# Exercise aim
The material below holds a span beginning at the line with "task | indicate the thick" and ending at the line with "sample | [1176, 182]". Quote that span exactly, both ends included, and only that span.
╔══
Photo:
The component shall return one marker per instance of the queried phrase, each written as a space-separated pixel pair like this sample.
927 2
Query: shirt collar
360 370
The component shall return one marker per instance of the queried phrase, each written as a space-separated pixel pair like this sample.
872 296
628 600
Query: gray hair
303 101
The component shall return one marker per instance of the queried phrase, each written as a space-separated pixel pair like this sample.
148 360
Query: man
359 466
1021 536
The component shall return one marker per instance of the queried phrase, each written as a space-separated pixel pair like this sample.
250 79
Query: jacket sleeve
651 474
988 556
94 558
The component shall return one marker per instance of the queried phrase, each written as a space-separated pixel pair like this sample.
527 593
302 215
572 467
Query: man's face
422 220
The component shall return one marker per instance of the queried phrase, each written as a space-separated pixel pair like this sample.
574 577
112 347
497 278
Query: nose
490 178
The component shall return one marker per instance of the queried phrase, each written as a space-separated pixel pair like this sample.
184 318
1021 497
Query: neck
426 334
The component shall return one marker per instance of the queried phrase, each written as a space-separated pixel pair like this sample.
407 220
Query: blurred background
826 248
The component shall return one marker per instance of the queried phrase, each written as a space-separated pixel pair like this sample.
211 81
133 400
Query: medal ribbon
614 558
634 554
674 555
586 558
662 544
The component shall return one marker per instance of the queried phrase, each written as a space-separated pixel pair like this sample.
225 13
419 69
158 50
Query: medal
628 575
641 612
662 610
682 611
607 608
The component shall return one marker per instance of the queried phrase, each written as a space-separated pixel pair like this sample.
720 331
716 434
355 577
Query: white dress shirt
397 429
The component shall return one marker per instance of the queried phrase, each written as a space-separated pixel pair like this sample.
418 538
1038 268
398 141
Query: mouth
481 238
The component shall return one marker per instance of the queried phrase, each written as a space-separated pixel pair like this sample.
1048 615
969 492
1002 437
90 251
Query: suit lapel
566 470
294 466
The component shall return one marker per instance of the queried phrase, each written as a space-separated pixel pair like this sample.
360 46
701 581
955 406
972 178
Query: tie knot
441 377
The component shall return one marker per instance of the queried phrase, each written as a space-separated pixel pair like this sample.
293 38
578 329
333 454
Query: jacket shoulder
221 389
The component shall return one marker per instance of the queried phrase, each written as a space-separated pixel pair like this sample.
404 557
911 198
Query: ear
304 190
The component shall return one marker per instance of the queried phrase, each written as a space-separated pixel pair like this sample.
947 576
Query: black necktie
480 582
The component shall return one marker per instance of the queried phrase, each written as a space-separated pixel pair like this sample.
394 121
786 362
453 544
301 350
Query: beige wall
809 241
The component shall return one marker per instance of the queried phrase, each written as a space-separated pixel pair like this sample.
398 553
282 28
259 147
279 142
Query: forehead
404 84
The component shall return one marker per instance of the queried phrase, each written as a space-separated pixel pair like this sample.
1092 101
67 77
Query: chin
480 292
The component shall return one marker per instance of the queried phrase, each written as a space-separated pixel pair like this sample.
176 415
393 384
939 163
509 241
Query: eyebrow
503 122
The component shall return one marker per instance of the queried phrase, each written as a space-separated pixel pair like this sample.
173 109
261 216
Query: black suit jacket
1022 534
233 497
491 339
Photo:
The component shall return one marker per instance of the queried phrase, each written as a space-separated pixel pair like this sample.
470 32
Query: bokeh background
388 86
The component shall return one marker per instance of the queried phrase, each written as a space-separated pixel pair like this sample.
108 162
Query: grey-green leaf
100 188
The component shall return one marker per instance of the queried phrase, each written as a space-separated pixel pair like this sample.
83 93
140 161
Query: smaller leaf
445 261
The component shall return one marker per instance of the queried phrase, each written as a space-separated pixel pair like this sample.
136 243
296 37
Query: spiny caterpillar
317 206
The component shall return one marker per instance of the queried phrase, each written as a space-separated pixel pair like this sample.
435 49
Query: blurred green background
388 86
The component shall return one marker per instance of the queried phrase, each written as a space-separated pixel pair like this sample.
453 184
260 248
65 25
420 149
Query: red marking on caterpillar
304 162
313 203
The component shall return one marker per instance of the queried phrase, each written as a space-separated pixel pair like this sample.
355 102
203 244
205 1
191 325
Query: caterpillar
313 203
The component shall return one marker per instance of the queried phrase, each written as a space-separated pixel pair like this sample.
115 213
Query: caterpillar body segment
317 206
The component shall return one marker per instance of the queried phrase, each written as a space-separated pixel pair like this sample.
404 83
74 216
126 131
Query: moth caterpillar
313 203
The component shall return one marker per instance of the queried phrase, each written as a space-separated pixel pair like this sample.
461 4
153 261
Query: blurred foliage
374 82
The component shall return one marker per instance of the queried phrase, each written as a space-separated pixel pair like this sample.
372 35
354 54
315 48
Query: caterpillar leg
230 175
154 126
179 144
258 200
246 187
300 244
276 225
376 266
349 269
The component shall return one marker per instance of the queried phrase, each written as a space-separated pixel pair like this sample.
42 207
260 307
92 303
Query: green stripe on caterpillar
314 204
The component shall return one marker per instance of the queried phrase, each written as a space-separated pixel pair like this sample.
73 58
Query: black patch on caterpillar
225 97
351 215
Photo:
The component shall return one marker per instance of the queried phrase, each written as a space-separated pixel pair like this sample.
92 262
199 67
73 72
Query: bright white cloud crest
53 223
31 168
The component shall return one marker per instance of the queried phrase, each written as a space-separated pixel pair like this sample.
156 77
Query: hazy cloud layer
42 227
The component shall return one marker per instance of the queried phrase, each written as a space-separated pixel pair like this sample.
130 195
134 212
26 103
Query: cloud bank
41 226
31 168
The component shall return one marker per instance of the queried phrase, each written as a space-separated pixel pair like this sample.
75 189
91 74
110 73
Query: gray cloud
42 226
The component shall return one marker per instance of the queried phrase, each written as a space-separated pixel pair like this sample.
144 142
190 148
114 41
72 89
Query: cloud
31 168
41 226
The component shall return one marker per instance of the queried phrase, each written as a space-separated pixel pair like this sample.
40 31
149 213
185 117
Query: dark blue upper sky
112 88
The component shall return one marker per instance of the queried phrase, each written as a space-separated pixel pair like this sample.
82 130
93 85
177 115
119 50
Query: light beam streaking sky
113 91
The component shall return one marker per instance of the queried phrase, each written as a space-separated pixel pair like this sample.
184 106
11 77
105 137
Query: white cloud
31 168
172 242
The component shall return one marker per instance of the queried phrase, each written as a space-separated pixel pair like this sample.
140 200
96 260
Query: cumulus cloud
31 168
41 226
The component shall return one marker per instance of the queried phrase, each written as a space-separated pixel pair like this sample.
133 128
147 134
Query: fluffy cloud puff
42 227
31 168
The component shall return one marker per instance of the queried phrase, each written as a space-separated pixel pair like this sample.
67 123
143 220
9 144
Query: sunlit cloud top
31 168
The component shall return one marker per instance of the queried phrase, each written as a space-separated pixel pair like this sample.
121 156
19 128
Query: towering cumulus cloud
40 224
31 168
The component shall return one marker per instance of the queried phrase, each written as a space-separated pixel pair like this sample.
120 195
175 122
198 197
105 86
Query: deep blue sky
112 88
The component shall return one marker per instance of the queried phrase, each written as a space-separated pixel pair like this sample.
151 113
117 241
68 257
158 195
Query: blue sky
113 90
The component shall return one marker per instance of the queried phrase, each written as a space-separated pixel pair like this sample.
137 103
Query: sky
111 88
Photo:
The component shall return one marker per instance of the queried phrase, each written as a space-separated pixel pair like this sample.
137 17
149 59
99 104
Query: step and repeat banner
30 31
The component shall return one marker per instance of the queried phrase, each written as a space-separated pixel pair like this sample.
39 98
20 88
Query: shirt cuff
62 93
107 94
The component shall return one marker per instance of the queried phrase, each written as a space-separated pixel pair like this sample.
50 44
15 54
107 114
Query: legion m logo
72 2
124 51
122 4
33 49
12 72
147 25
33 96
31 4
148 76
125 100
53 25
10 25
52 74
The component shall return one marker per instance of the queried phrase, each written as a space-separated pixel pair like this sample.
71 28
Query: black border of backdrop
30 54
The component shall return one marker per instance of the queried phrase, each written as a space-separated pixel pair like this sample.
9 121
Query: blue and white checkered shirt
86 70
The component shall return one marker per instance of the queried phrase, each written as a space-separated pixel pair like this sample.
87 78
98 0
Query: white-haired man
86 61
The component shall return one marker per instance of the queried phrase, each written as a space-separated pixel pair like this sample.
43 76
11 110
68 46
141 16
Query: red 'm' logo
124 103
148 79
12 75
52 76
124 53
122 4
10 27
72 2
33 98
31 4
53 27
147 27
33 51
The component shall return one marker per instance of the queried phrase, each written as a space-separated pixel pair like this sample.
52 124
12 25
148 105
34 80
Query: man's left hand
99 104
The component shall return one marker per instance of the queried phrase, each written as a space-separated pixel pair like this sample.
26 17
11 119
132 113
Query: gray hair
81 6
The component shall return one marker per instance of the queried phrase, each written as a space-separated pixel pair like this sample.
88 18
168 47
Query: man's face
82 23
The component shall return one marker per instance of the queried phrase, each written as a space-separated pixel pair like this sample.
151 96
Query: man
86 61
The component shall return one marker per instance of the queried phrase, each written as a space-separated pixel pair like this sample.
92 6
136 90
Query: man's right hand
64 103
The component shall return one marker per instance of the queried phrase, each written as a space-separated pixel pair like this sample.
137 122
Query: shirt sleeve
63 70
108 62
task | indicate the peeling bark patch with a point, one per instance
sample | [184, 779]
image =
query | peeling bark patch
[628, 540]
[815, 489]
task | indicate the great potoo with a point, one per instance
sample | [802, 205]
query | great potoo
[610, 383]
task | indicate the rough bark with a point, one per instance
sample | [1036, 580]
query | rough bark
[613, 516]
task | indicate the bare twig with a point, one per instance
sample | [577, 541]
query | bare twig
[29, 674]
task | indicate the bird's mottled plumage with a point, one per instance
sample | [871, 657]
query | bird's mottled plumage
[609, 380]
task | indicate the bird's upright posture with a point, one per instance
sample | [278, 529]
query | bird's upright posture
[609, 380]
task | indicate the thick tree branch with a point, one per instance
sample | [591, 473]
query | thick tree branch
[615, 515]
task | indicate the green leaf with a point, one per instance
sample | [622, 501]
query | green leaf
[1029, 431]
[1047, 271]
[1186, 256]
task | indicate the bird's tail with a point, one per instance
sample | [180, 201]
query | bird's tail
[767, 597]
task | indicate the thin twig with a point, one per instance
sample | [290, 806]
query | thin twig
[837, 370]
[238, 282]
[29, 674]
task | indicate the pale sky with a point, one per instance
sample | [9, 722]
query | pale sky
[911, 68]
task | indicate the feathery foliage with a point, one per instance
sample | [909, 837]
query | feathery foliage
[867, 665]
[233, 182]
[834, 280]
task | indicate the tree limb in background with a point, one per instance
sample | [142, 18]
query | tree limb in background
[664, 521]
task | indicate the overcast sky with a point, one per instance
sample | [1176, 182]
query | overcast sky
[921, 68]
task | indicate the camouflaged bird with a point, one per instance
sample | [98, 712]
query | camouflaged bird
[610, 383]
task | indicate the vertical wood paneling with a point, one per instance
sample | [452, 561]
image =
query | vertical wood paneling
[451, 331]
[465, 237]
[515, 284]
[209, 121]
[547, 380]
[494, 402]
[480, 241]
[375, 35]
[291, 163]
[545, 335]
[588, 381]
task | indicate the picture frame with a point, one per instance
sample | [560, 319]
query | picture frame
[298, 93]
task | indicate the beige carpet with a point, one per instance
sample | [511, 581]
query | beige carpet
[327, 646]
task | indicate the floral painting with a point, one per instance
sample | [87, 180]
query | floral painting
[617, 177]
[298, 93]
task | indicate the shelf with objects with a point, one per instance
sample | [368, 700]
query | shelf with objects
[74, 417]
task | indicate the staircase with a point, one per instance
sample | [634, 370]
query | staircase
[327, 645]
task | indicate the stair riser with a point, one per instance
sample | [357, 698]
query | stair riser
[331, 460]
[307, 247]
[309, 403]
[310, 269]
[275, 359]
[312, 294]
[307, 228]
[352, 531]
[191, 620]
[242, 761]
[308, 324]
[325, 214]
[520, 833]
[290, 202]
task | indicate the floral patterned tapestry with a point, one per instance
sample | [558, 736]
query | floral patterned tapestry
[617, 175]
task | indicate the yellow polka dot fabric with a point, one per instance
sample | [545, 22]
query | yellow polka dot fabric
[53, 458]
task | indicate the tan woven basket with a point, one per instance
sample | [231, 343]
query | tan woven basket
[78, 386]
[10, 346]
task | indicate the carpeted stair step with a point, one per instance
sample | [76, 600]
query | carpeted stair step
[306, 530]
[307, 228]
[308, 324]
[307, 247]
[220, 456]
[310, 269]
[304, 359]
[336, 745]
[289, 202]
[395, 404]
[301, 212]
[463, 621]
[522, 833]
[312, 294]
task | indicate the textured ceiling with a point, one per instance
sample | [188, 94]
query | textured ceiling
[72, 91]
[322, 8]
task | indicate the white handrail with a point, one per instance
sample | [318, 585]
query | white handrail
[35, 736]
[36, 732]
╚══
# Solution
task | indicate the thick tree branch with a point, one per instance
sample | [591, 473]
query | thick tree branch
[615, 515]
task | indicate the green leaf with a point, one per instance
sample | [622, 501]
query | green leaf
[1029, 431]
[1047, 271]
[1186, 256]
task | indicate the bird's tail with a point, one per instance
sample | [180, 201]
query | bird's tail
[767, 597]
task | indicate the thin twig with a point, one per instance
sample | [290, 806]
query | thin twig
[837, 370]
[238, 282]
[29, 674]
task | indicate the pale sky with a point, one per instance
sample | [9, 722]
query | pale sky
[911, 68]
task | indicate the feathery foliage with a point, one per instance
sample | [909, 837]
query | feathery foliage
[867, 665]
[233, 182]
[834, 280]
task | indicate the tree limb in background with a point, one per instance
sample | [142, 18]
query | tree limb in background
[664, 521]
task | indicate the overcast sky with a point, one per instance
sample | [1176, 182]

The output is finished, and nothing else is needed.